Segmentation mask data
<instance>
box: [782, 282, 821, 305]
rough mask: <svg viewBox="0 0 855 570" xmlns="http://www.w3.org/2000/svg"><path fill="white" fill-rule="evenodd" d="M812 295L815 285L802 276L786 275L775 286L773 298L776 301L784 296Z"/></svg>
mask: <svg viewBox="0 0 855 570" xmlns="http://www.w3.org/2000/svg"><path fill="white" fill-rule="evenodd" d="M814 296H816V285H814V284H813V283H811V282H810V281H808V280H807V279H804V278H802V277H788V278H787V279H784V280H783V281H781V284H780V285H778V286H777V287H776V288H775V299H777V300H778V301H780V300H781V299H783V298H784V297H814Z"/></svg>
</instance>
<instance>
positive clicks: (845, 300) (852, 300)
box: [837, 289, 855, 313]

(What is expected):
Reproduce all of the records exactly.

(Exercise output):
<instance>
box: [782, 282, 821, 305]
rough mask: <svg viewBox="0 0 855 570" xmlns="http://www.w3.org/2000/svg"><path fill="white" fill-rule="evenodd" d="M812 295L815 285L802 276L786 275L775 286L773 298L776 301L784 296Z"/></svg>
mask: <svg viewBox="0 0 855 570" xmlns="http://www.w3.org/2000/svg"><path fill="white" fill-rule="evenodd" d="M814 296H816V285H814V284H813V283H811V282H810V281H808V280H807V279H804V278H802V277H788V278H787V279H784V280H783V281H781V284H780V285H778V286H777V287H776V288H775V299H777V300H778V301H780V300H781V299H783V298H784V297H814Z"/></svg>
</instance>
<instance>
positive clicks: (845, 300) (852, 300)
box: [837, 289, 855, 313]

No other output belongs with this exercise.